▸ **Written instruction**: Please reproduce all of the records below word for word, leaving the pictures out.

-------

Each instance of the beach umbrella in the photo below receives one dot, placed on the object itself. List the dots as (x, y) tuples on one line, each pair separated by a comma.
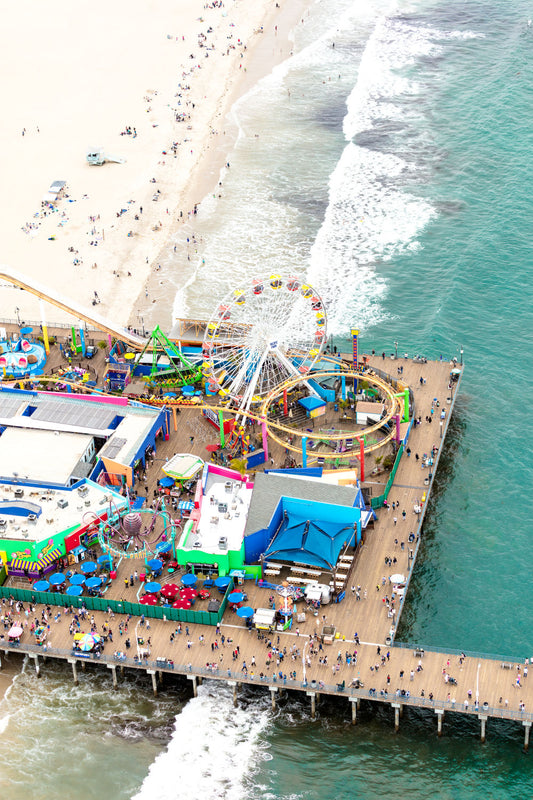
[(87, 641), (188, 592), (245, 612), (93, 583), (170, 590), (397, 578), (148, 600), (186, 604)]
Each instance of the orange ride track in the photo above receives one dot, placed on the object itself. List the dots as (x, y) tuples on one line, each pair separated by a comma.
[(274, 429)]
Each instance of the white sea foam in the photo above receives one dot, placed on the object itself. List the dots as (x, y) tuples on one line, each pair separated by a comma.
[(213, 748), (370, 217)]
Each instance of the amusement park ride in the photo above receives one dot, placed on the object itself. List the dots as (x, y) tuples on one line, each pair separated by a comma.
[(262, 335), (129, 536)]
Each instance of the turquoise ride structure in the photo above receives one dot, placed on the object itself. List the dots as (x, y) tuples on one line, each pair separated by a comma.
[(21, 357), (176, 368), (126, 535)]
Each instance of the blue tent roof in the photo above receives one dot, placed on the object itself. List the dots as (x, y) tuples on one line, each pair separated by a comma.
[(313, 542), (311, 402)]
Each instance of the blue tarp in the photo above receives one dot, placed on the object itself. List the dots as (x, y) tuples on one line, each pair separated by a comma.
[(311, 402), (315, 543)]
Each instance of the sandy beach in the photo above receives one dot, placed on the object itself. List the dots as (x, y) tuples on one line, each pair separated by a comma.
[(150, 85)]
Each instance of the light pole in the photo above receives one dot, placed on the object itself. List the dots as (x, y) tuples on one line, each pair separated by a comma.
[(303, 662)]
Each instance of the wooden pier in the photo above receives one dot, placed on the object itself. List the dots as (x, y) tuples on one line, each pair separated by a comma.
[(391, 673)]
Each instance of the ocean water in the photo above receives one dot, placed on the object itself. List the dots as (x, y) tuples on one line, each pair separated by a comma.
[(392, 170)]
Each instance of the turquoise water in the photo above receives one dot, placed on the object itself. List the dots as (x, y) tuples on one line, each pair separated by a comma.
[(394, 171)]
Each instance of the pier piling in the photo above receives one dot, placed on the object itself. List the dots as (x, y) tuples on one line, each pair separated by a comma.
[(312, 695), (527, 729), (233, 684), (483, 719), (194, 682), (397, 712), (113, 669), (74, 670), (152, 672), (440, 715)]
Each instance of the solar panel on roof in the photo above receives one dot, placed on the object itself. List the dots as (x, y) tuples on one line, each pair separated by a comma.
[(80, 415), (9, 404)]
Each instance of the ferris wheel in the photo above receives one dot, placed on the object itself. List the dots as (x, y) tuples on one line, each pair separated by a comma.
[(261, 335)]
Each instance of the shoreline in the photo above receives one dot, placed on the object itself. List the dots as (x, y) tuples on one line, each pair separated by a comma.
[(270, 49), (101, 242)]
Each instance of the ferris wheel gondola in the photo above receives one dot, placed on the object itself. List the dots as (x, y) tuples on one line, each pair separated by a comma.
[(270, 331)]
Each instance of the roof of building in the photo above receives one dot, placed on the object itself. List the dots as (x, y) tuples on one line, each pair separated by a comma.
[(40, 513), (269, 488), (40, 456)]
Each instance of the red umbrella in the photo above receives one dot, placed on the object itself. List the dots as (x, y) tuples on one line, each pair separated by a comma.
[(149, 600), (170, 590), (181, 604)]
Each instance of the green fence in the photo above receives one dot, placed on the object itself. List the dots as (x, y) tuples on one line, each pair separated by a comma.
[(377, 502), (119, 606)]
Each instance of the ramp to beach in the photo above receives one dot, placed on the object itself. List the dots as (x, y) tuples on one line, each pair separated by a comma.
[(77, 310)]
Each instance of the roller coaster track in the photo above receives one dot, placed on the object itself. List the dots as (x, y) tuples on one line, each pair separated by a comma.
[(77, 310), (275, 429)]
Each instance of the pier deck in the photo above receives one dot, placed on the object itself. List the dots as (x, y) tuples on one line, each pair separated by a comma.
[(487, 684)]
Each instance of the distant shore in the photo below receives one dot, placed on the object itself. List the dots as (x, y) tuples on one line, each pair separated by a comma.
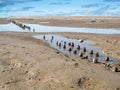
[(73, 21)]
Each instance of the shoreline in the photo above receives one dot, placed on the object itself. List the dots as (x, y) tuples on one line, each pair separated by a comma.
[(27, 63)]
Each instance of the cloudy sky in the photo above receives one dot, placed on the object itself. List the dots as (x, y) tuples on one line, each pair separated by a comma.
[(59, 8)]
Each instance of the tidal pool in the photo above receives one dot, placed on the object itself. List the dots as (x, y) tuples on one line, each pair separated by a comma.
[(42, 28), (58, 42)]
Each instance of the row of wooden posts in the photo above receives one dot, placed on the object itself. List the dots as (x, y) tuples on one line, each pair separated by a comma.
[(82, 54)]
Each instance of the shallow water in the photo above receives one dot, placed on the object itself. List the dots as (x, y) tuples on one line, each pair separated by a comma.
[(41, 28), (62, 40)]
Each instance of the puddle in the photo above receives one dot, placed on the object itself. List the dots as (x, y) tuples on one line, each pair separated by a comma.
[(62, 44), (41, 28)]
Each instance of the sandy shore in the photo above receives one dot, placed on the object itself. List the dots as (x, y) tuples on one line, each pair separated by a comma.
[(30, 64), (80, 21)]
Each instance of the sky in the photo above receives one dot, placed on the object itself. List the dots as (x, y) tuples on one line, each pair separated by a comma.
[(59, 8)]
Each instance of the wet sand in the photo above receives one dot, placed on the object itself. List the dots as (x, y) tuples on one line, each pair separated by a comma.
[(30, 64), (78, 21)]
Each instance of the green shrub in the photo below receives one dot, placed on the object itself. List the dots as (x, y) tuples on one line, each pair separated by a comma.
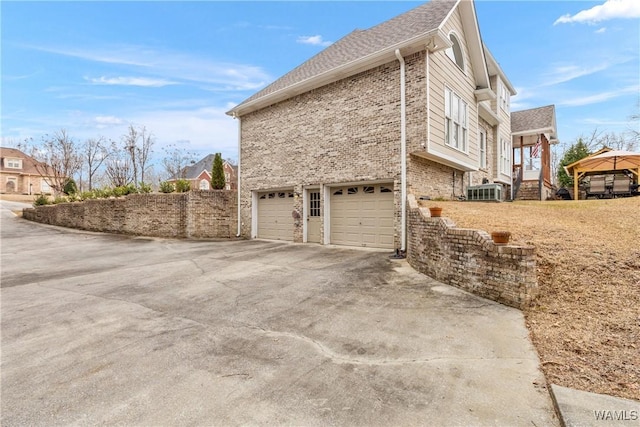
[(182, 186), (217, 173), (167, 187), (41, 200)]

-------

▸ **Task response**:
Each instance of the beach umbrella in the photo below receives one dot, placed on the object itself. List the dots as (x, y) tuples on one line, each pair separated by a comma.
[(87, 641), (188, 592), (245, 612), (93, 583), (170, 590), (397, 578), (148, 600), (186, 604)]
Each instance of the orange ride track in the photo above receives one dot, placed on the object itself. List the dots as (x, y) tuples on one line, each pair separated by a comma.
[(274, 429)]
Each instance of the white sea foam in the photo above receives one dot, placed on the object itself. List the dots as (x, y) tuples on one line, each pair separated by a comma.
[(213, 748), (370, 217)]
Each instance of the amusement park ride in the photo above receives one dot, placed on the object itself. List the dots as (x, y) tuples on one line, each pair separated by a comma.
[(262, 335), (129, 536)]
Each instance of the turquoise ride structure in the photo above receives one dot, placed on the object itself. List the dots as (x, y) tuples on one line, each pair separated by a comma.
[(21, 357), (176, 368), (126, 535)]
Each instance of the blue tent roof in the photo above receives one dot, placed on the object itself. List the dots as (x, y) tuples on one line, each pair separated by a comma.
[(313, 542), (311, 402)]
Each instance of the blue tarp in the photo above receives one dot, placed on the object itself. List the dots as (x, y) tuples on one line, each pair separated by a comma.
[(311, 402), (315, 543)]
Each instance of the sandy beach in the photo above receives one dot, placed on the object itself. List the dots as (x, y) tuples on one line, each pair separated by a comma.
[(150, 85)]
Each instance of the light pole in the photo above receives one dot, placed on the object itself. List the dots as (x, y) tuples on one line, each pair separated by a comma.
[(303, 662)]
Each instance of the wooden pier in the photo above receives one dot, placed on the object itself. List the dots as (x, y) tuples on one line, each pair separated by a comma.
[(391, 673)]
Each instance of the ocean water in the photo above receives one dot, placed on the object itself. List the dots as (x, y) tuples on one line, each pair separated by a comma.
[(392, 170)]
Each instance of the turquoise water in the photo above receives one dot, placed on the object itself. List the dots as (x, y) tuples on one line, each pair separated by a comma.
[(394, 171)]
Each instance of the pier piling in the photo above receives one dot, placed on the object itself. List the dots as (x, y) tuples on one line, each pair separated by a comma.
[(312, 695), (527, 729), (233, 684), (483, 719), (194, 682), (397, 712), (113, 669), (74, 670), (152, 672), (440, 715)]
Each instance of the solar panel on roof in the photo above receives one dot, placed on the object itself. List the dots as (x, y) tuples on one line, each pair separated by a comma.
[(80, 415), (9, 404)]
Each instance of the ferris wheel in the photo above receives one dot, placed on the object itself. List the dots as (x, y) tuples on one line, each pair separated by a comma.
[(261, 335)]
Each instance of the shoreline in the photo above receives one dot, placed on the object itself. List the dots as (x, y) tuples on one line, each pair separated by a comma.
[(270, 49), (101, 242)]
Each instance of the ferris wheel gondola in the photo above receives one dot, placed on the object itself. List the dots as (x, y) tuples on one line, each pair separated by a comma.
[(270, 331)]
Each instance of the roof of building in the photo above receives one dot, placed on the object itself. List the dots as (x, y) tuples on one line, each pair separated by a comma.
[(40, 513), (269, 488), (40, 456)]
Each instance of the red umbrella in the photo above receives one dot, placed on the object itself. List the dots as (x, y) tuples on one line, each pair separated by a comma.
[(149, 600), (170, 590), (181, 604)]
Each instance of the green fence in the photo above receives one dot, placed on the object itself. List the dots as (x, y) tuples on one line, each pair separated by a comma.
[(377, 502), (119, 606)]
Each instance of the ramp to beach in the photo above receives one dot, placed on the object itself. List the dots as (x, y) tuples on one line, each pair separated by a comma.
[(77, 310)]
Each instance of the roller coaster track in the photo above receives one dot, placed on the object itself. List the dots as (x, y) tuples on one line, each pair separated by a comma.
[(77, 310), (275, 429)]
Each instance of the pier deck in the photo above receives one dot, placed on the object itself. List the dots as (x, y) tuples on one line, each pair separated by a comma.
[(487, 684)]
Each instance of the distant shore in the photo below receives one dot, placed on the object itself. List the dots as (x, y) tuples on one line, each pair separated by a comma.
[(73, 21)]
Each instance of the shoreline in the photo above receives one dot, placed on the object itself. List the dots as (x, y) tuples on one line, each pair separated by a comma.
[(27, 63)]
Each instance of the cloudy sky in the photo above receives one dot, placed on the object itself. List the dots as (x, y) tuples on one line, each pair separated by a comma.
[(59, 8)]
Each instance of the tidal pool in the photo above receives one dot, placed on the object itself. List the dots as (x, y) tuples on one line, each pair separated by a comma.
[(42, 28), (58, 42)]
Each instance of the row of wooden posts in the photo above receives one dot, placed on the object itself. List the dots as (x, y) tuples on one line, each pair separated by a comma.
[(82, 54)]
Each instance of the shallow water in the photo above receives one dot, placed on the object itself. List the dots as (x, y) tuples on one line, each pair separated by a comma.
[(41, 28), (62, 40)]
Each instance of the puddle in the photo above receives one dot, placed on the object itself. List the dots as (x, y) tuples on one line, each pair separated by a comma.
[(62, 44), (41, 28)]
Each instance of the sandy shore in the photo above receives one dot, placed on the object itself. List the dots as (x, y) tuples on one line, each pair separated by a comma.
[(30, 64), (80, 21)]
Each instance of the sky in the photo above receives one dot, placed on the object itself. List the dots as (x, y) tuples on one line, each pair separated by a comma.
[(59, 8)]
Each instance of the wet sand in the photo above receives one dot, placed on the object itself. List the dots as (x, y) tuples on one line, each pair separated by a comma.
[(30, 64), (78, 21)]
Each instance of the green shrub in the photo below receives one dot, placed on the object itself. List the dots as (x, y) tuples on one line, each pair separated by a comma.
[(182, 186), (217, 173), (167, 187), (41, 200)]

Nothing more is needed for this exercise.